Exercise brief -
Beginning with the line that contains "For every instance of the woman with", transcribe every line down to the end of the entries, exactly, and no other lines.

Stored items:
....

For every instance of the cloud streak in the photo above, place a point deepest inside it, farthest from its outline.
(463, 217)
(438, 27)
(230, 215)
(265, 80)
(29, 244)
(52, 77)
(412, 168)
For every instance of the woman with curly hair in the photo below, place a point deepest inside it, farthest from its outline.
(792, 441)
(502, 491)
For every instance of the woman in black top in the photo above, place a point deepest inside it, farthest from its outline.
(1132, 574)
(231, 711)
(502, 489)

....

Exercise answer -
For every instance of the woman with curly hair in the photo below, place a point deepest inside it, farthest from its outline.
(792, 441)
(502, 491)
For every instance of the woman in black top in the photo above, place a point deepest inside it, farthest from its outline.
(1132, 574)
(231, 711)
(502, 489)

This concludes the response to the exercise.